▶ What you are asked to do
The answer should contain all of the records below, each one copied word for word.

▶ Data listing
----

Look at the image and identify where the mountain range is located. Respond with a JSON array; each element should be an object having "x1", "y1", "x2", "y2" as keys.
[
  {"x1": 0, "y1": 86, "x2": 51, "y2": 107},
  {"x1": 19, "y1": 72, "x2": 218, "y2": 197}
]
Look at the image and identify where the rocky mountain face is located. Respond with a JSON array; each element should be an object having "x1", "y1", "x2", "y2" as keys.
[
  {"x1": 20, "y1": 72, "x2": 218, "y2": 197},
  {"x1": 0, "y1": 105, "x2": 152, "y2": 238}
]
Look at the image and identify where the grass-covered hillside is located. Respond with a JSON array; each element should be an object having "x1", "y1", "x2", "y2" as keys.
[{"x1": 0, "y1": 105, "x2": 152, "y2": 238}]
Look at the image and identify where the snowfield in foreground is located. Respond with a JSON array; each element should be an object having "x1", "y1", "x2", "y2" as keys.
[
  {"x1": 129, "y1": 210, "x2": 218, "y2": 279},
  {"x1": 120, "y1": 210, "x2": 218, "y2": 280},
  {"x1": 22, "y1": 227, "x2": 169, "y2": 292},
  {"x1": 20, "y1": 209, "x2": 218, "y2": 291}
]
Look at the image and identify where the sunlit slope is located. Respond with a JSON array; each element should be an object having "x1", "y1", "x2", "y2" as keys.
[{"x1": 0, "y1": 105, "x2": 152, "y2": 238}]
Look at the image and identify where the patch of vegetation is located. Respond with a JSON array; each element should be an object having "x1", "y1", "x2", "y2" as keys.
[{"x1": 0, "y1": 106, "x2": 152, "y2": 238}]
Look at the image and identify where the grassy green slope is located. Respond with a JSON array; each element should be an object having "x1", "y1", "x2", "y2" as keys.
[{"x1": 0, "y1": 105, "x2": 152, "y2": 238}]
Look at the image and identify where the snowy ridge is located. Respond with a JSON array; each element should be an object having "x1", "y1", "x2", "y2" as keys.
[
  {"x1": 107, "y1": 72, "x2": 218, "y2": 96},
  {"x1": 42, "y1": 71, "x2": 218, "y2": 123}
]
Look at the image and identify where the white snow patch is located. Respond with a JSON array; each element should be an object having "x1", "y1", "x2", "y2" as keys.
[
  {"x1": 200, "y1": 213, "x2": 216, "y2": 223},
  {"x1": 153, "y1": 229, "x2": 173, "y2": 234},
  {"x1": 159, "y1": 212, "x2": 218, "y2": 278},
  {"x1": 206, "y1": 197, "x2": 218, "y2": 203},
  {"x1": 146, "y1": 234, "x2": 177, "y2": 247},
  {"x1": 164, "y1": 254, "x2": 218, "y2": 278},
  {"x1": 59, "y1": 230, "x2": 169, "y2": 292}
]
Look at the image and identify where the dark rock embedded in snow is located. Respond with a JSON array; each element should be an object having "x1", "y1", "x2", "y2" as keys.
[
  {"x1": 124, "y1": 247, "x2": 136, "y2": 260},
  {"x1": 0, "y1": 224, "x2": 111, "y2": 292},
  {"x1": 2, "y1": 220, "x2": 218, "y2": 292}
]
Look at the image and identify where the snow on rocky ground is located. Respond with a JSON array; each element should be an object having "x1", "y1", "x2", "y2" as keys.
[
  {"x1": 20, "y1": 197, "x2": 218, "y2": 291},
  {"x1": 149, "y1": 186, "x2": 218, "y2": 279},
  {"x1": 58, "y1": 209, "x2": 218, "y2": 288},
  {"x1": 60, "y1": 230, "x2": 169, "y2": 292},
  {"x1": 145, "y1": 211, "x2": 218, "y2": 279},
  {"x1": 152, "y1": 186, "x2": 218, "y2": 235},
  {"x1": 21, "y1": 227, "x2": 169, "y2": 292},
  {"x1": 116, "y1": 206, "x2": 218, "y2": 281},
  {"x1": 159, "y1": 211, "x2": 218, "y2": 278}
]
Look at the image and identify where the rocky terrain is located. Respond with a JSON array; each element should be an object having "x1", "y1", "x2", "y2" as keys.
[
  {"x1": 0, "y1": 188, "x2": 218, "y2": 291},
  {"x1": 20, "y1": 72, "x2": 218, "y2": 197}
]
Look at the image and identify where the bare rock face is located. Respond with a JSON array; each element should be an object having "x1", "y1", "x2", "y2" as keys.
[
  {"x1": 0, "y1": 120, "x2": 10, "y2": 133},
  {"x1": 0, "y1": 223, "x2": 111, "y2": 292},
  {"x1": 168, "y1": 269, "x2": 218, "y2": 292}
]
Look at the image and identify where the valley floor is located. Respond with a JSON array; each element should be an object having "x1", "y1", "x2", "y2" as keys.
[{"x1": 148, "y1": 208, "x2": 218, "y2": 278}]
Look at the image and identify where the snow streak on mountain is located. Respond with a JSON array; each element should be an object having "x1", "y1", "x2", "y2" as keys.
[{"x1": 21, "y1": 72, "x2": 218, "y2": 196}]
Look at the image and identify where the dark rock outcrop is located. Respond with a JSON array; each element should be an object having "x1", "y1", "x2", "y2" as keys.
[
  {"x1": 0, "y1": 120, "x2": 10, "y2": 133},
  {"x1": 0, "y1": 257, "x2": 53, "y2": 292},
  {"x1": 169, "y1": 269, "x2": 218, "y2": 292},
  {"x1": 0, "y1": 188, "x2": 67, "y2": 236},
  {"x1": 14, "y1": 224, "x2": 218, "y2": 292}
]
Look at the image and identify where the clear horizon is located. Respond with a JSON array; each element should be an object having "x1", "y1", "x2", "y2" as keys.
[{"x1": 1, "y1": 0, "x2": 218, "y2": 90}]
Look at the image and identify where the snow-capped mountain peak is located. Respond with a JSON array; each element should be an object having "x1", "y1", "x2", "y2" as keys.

----

▶ Response for this exercise
Look at the image and identify where the mountain range is located. Respond with a JSON array; each element should be an object having "x1", "y1", "x2", "y2" as keys.
[
  {"x1": 0, "y1": 86, "x2": 51, "y2": 107},
  {"x1": 19, "y1": 72, "x2": 218, "y2": 197}
]
Look at the image and identify where the rocky mountain face is located. Respond with a JSON array; each element should be an object having "x1", "y1", "x2", "y2" as keys.
[
  {"x1": 20, "y1": 72, "x2": 218, "y2": 197},
  {"x1": 0, "y1": 105, "x2": 152, "y2": 238}
]
Look at the image and identify where the grass-covered hillside is located. Respond with a JSON array; each element should be an object having "x1", "y1", "x2", "y2" as keys.
[{"x1": 0, "y1": 105, "x2": 152, "y2": 238}]
Look at the image and identify where the snowfield in foreground is located. Respond with a JSON array; each element should be an object having "x1", "y1", "x2", "y2" as keys.
[
  {"x1": 129, "y1": 210, "x2": 218, "y2": 279},
  {"x1": 120, "y1": 210, "x2": 218, "y2": 280},
  {"x1": 22, "y1": 227, "x2": 169, "y2": 292},
  {"x1": 20, "y1": 209, "x2": 218, "y2": 291}
]
Look at the image and identify where the sunlit slope is located. Respond with a JSON array; each element should be an object having "x1", "y1", "x2", "y2" as keys.
[{"x1": 0, "y1": 105, "x2": 152, "y2": 238}]
Look at the image and identify where the patch of vegetation is located. Respond with a JSON array; each element should be an object having "x1", "y1", "x2", "y2" as keys.
[{"x1": 0, "y1": 106, "x2": 152, "y2": 238}]
Look at the image and identify where the grassy green slope is located. Respond with a JSON array; each element should be an object having "x1", "y1", "x2", "y2" as keys.
[{"x1": 0, "y1": 105, "x2": 152, "y2": 238}]
Look at the image and identify where the snowy ridge is located. Respond with a JSON array; each element should be an object having "x1", "y1", "x2", "y2" as keys.
[
  {"x1": 107, "y1": 72, "x2": 218, "y2": 96},
  {"x1": 42, "y1": 71, "x2": 218, "y2": 123}
]
Look at the image and identify where the white snow patch is located. Respond with a JSON array; each element should be an object having "x1", "y1", "x2", "y2" as keys.
[
  {"x1": 200, "y1": 213, "x2": 216, "y2": 223},
  {"x1": 153, "y1": 229, "x2": 173, "y2": 234},
  {"x1": 159, "y1": 212, "x2": 218, "y2": 278},
  {"x1": 206, "y1": 197, "x2": 218, "y2": 203},
  {"x1": 146, "y1": 234, "x2": 177, "y2": 247},
  {"x1": 164, "y1": 254, "x2": 218, "y2": 278},
  {"x1": 59, "y1": 230, "x2": 169, "y2": 292}
]
Look at the image and identify where the dark rock embedded in snow is located. Respond with a JSON array; each element should be an object having "x1", "y1", "x2", "y2" as keys.
[
  {"x1": 124, "y1": 247, "x2": 136, "y2": 260},
  {"x1": 0, "y1": 224, "x2": 111, "y2": 292},
  {"x1": 2, "y1": 220, "x2": 218, "y2": 292}
]
Look at the image and identify where the snow on rocky ground is located. Respond with a JSON array; each element should be an object having "x1", "y1", "x2", "y2" as keys.
[
  {"x1": 20, "y1": 197, "x2": 218, "y2": 291},
  {"x1": 149, "y1": 186, "x2": 218, "y2": 279},
  {"x1": 58, "y1": 209, "x2": 218, "y2": 288},
  {"x1": 60, "y1": 230, "x2": 169, "y2": 292},
  {"x1": 145, "y1": 211, "x2": 218, "y2": 279},
  {"x1": 152, "y1": 186, "x2": 218, "y2": 235},
  {"x1": 21, "y1": 227, "x2": 169, "y2": 292},
  {"x1": 116, "y1": 206, "x2": 218, "y2": 281},
  {"x1": 159, "y1": 211, "x2": 218, "y2": 278}
]
Look at the image and identify where the rocky terrain is located. Respond with a JSON array; each element should be an object having "x1", "y1", "x2", "y2" as keys.
[
  {"x1": 0, "y1": 188, "x2": 218, "y2": 291},
  {"x1": 20, "y1": 72, "x2": 218, "y2": 197}
]
Look at the image and identify where the bare rock face is located. Respond with a JSON array; each element should be an object having "x1", "y1", "x2", "y2" as keys.
[
  {"x1": 0, "y1": 120, "x2": 10, "y2": 133},
  {"x1": 0, "y1": 223, "x2": 111, "y2": 292},
  {"x1": 168, "y1": 269, "x2": 218, "y2": 292}
]
Look at the image and identify where the valley floor is located. Respond with a JSON array; each element should be an object having "x1", "y1", "x2", "y2" as keys.
[{"x1": 148, "y1": 208, "x2": 218, "y2": 278}]
Look at the image and identify where the snow streak on mountain is located. Respond with a JSON array; each element should be an object having "x1", "y1", "x2", "y2" as keys.
[{"x1": 21, "y1": 72, "x2": 218, "y2": 196}]
Look at the image and identify where the dark rock outcrop is located. Respond with a JSON array; each element should be an object having "x1", "y1", "x2", "y2" as keys.
[
  {"x1": 0, "y1": 120, "x2": 10, "y2": 133},
  {"x1": 0, "y1": 257, "x2": 53, "y2": 292},
  {"x1": 169, "y1": 269, "x2": 218, "y2": 292},
  {"x1": 0, "y1": 188, "x2": 67, "y2": 236},
  {"x1": 14, "y1": 224, "x2": 218, "y2": 292}
]
Look at the image and identify where the clear horizon is located. Respond with a JSON array; each element should be an object having "x1", "y1", "x2", "y2" as keys.
[{"x1": 1, "y1": 0, "x2": 218, "y2": 90}]
Look at the image and identify where the snow-capped mountain peak is located. Respond with a JSON array; each element should be an object having "x1", "y1", "x2", "y2" as keys.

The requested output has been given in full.